**Check your understanding**:
(a) Transcribe the Medicare passage, starting with "I don’t know" and going on through "compete to survive.".
(b) Pick up the Medicare passage from its last sentence and continue writing it.

**Selected passage**:
_ _ _

This is an interesting point. If Medicare had to market itself to compete with the private insurers, would its costs be so low? I also somewhat believe the argument that hospitals and doctors accept lower payments for Medicare patients and turn around and charge more for the same services to people covered by private insurance in order to offset impact of Medicare patients on the bottom line. Here is the link to the piece in the NEJM and the following encapsulates the author’s thesis quite nicely:
Supporters of a government health insurance company often point to Medicare as a model, noting its low overhead and high beneficiary satisfaction. But a new company would face a very different situation from that of Medicare, which has a captive audience and doesn't have to sell insurance and administrative services in competition with other companies. The new company would have to worry about adverse selection, and it presumably wouldn't have Medicare's access to the federal treasury to cover deficits. Moreover, Medicare, despite its assured market and huge buying power, is headed for insolvency; thus, it is a poor model for a new program that would be dependent on voluntary enrollment in a competitive marketplace.
I don’t know exactly what to think but this is the first time I have heard that Medicare is on the verge of insolvency. Definitely something to think about when you hear people talking about how the success of Medicare will translate into the success of another government insurance company that actually does have to compete to survive.

_ _ _

**The data**:
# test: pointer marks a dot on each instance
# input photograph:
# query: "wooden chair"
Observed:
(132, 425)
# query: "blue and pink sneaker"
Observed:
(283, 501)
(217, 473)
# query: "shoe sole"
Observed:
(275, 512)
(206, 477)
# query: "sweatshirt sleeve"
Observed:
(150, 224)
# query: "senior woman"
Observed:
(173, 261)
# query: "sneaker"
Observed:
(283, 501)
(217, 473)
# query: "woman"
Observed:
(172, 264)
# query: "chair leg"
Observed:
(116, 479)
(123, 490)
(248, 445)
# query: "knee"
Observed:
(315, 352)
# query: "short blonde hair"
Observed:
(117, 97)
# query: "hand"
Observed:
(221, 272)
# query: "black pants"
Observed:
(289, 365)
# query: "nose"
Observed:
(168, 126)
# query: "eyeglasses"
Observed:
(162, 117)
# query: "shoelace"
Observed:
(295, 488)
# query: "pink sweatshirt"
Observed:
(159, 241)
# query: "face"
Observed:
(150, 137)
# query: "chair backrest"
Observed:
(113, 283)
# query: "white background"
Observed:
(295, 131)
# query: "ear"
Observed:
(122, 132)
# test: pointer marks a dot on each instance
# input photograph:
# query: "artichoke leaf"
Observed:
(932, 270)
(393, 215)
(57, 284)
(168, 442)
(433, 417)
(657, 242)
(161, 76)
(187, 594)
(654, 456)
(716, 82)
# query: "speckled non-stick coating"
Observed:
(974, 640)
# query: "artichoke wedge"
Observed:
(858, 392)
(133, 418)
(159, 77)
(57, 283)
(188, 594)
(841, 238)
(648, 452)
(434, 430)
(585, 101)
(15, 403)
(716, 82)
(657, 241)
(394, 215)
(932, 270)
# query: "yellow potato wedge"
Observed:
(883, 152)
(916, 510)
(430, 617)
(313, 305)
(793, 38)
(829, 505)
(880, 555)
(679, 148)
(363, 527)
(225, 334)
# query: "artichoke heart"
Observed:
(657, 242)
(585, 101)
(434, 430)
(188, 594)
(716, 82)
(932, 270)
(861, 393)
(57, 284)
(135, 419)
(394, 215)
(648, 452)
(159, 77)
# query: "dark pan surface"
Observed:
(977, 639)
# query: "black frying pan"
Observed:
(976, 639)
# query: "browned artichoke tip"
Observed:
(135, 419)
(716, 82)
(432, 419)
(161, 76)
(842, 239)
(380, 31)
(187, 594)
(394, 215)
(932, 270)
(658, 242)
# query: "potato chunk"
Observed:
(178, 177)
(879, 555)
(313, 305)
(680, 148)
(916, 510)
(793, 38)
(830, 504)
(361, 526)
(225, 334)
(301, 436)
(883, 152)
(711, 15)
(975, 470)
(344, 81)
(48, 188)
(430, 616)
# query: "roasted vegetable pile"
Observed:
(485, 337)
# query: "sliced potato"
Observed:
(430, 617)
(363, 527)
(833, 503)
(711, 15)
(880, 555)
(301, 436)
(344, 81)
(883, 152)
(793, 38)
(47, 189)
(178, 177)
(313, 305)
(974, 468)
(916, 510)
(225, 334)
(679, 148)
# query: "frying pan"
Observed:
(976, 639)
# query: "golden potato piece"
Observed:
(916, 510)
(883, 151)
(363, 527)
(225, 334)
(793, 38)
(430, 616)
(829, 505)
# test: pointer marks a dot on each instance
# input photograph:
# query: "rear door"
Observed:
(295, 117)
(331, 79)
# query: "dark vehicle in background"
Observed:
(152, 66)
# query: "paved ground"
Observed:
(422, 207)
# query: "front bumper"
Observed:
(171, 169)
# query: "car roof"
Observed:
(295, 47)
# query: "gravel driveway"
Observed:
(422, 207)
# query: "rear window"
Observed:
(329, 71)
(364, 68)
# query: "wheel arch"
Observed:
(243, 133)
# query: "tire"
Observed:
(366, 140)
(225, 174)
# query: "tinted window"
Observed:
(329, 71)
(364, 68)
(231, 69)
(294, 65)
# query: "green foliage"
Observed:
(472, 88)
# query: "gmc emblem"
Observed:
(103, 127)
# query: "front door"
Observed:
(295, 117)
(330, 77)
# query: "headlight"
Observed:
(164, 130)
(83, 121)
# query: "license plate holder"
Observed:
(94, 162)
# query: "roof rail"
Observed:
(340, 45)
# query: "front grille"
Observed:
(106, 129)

_ _ _

**Your responses**:
(a)
I don’t know exactly what to think but this is the first time I have heard that Medicare is on the verge of insolvency. Definitely something to think about when you hear people talking about how the success of Medicare will translate into the success of another government insurance company that actually does have to compete to survive.

(b)
Zero Hedge on the stratified consumer: I have saved the best piece of a great weekend for reading for last. This post by Tyler Durden of Zero Hedge is an absolute must read for anyone concerned about the state of the US consumer. In this article Durden highlights how levered consumers are and most interestingly discusses which consumers actually drive growth in consumer spending.
What is immediately obvious is that based on estimates by Bank of America, the 50% of US population which makes up the middle class, is responsible for the same amount of total consumption as the 10% of the upper class. Another observation is that the balance, 40% of population considered Low-Income consumers, is responsible only for 12% of total consumption.
This indicates that spending by the upper class has a disproportionate impact on total consumption and thus GDP. These are the people we need to keep spending if consumption as a percentage of GPD is not going to fall precipitously. This is because these people have significantly more disposable income than everyone else.
The disposable income difference between the richest 10% and even the next richest decile is staggering: a 3x order of magnitude. And a fact that Taleb fans would likely appreciate most, the pretax income difference between the median and mean for the top decile is shocking: $206,900 versus $397,700. This is skewed by a statistically low number of outliers earning an abnormally large amount of disposable income. (Check out the relevant chart here)
Ahh the Bill Gates effect as articulated by Taleb. Just as when Bill Gates walks into a room the average net worth of the people in the room skyrockets while the median does not change by much, the mean disposable income of the top decile is massively skewed by a few people who make an inordinate amount of money.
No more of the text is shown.